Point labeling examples

════════════════════

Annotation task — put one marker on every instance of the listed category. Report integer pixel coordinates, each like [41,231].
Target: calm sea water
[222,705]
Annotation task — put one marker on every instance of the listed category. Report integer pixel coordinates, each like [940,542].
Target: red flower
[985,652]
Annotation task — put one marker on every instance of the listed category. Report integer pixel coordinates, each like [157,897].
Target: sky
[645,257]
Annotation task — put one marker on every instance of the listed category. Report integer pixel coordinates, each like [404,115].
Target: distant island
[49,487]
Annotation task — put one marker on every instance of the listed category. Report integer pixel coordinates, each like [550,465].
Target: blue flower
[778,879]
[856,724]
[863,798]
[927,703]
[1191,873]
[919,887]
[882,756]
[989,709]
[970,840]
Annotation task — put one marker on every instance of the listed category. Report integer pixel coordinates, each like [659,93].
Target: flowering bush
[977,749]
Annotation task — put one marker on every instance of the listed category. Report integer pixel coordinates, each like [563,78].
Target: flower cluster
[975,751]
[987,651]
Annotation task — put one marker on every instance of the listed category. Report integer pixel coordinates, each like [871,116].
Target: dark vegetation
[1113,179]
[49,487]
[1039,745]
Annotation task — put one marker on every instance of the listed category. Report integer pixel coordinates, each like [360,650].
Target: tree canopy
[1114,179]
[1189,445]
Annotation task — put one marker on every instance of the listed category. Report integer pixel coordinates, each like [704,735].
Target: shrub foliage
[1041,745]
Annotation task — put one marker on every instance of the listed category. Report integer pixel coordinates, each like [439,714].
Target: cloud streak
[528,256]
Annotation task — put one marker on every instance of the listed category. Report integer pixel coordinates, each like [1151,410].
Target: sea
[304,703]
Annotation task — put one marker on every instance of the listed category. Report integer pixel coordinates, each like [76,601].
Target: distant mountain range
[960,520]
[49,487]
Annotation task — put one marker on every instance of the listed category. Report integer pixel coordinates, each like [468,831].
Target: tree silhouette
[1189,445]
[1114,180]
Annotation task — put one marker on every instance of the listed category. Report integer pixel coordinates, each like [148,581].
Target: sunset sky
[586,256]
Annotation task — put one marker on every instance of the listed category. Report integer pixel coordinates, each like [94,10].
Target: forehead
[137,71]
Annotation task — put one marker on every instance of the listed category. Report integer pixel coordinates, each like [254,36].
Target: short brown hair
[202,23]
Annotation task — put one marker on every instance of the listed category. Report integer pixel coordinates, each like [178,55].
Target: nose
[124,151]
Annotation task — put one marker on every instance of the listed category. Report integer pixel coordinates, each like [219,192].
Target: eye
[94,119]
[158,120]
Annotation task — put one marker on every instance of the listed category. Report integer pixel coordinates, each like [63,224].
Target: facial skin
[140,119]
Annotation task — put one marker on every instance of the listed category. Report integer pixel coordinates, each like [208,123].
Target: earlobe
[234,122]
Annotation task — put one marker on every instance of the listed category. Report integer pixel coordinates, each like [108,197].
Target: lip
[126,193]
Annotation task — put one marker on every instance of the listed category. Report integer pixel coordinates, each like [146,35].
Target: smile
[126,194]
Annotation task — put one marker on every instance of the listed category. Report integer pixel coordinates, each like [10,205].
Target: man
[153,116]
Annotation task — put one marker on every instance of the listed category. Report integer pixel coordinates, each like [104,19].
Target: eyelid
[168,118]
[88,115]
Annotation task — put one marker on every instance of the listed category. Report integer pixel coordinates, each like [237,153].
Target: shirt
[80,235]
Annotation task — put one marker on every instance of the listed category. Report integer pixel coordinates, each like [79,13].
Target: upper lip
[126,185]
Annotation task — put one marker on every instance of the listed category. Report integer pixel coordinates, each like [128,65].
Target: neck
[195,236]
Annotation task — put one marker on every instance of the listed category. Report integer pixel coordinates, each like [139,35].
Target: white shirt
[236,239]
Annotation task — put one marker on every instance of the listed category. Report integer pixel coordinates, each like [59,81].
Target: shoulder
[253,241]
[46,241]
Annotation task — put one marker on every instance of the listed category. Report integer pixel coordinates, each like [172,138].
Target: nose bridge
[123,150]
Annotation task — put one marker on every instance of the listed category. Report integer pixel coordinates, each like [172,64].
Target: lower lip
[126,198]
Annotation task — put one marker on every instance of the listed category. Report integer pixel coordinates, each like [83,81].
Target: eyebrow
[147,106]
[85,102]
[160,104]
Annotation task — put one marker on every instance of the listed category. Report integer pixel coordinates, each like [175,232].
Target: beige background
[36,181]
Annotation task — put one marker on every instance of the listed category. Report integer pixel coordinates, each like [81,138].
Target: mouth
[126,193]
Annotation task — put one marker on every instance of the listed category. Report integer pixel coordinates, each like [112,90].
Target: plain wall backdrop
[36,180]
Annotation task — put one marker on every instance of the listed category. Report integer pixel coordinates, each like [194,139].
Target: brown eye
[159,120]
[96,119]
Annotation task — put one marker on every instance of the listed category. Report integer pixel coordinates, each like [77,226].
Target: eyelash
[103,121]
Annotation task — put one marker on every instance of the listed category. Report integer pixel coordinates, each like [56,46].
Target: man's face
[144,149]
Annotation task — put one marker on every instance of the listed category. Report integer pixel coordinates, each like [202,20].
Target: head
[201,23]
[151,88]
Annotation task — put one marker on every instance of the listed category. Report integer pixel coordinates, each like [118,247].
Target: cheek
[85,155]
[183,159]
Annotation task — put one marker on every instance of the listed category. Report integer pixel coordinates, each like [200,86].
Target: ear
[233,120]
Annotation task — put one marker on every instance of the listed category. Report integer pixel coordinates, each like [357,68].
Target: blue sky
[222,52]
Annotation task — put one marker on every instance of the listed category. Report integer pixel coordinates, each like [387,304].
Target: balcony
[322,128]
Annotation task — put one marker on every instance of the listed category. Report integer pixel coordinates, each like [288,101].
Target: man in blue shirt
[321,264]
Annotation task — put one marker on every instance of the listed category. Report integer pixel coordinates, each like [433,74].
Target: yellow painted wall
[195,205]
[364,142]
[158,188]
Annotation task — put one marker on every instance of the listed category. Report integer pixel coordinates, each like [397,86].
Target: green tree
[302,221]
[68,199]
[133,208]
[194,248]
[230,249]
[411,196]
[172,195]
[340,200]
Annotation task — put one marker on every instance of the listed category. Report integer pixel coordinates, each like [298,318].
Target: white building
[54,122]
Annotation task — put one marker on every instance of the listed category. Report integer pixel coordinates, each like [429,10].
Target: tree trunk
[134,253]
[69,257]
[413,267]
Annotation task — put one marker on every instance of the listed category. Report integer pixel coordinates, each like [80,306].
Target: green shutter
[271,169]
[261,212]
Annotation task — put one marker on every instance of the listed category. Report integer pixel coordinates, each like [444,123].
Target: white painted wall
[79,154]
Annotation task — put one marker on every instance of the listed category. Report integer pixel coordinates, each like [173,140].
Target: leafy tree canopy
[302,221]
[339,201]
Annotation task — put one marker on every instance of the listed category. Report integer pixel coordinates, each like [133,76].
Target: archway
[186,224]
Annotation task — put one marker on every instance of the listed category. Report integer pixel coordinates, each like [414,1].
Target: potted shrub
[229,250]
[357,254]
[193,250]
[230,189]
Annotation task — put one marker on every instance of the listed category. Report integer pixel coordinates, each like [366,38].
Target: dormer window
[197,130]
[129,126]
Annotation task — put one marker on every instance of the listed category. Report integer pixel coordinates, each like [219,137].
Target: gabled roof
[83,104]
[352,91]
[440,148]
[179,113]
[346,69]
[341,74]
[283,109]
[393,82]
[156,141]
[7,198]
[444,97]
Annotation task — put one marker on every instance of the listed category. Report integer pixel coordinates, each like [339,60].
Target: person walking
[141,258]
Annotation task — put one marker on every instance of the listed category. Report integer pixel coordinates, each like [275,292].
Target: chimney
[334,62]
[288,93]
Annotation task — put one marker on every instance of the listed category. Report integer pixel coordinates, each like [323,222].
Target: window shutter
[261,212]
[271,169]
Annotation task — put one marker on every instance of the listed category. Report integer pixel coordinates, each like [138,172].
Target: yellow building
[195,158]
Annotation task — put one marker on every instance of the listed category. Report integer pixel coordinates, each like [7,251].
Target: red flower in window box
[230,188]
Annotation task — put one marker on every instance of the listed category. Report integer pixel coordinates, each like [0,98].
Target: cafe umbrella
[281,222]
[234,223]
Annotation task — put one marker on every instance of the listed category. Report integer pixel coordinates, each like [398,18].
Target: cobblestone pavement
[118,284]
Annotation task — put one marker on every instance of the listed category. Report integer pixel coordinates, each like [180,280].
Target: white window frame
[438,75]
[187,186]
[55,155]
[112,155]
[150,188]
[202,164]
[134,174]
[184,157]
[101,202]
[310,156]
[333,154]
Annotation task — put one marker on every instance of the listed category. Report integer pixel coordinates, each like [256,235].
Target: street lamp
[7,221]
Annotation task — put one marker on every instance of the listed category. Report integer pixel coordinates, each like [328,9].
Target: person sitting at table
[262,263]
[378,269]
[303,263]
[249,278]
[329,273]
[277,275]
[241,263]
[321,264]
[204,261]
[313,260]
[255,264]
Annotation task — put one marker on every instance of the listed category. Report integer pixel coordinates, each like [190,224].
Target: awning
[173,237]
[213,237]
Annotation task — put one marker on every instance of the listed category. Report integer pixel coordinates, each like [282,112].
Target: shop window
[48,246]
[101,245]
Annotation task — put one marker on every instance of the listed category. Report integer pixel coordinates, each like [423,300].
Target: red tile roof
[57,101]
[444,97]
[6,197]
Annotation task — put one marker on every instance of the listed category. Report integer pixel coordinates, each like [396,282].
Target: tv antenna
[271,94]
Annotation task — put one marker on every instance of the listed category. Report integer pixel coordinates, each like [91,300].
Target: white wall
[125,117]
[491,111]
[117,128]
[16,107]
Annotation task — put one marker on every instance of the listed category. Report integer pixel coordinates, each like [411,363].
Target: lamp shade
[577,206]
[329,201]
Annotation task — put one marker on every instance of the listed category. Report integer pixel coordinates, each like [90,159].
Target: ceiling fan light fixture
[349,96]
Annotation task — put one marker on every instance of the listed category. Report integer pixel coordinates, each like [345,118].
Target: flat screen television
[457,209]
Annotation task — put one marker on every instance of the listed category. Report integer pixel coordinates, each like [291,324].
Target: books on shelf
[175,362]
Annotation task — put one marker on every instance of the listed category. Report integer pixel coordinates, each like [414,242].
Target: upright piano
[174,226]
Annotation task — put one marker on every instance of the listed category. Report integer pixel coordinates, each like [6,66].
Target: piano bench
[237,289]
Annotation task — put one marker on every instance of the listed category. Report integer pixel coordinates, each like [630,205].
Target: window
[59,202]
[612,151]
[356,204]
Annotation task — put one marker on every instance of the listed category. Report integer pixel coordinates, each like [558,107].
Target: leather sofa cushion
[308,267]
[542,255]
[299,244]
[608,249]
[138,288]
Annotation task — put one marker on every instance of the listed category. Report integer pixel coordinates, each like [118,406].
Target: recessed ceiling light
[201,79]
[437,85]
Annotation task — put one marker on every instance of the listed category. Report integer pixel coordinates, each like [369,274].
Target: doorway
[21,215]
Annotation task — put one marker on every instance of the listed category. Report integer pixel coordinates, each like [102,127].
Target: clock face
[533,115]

════════════════════

**Written instruction:** Please put the stretch of lines from the one containing "each like [118,406]." through the end of the lines into a two-column CSV headed text and answer. Each text and the answer that follows it share one row, each in a single quoted field with line breaks replaced by spaces.

**Answer for the task:**
text,answer
"Annotation task — put one marker on every instance of the listed category. Report integer pixel coordinates, each like [118,406]. Target: recessed ceiling light","[201,79] [437,85]"
"Annotation task — put one marker on every instance of the listed category. Report integer pixel coordinates, each like [369,274]. Target: doorway","[21,215]"
"Annotation task — put one marker on every instance of the listed category. Report integer pixel coordinates, each like [102,127]. Target: clock face","[533,115]"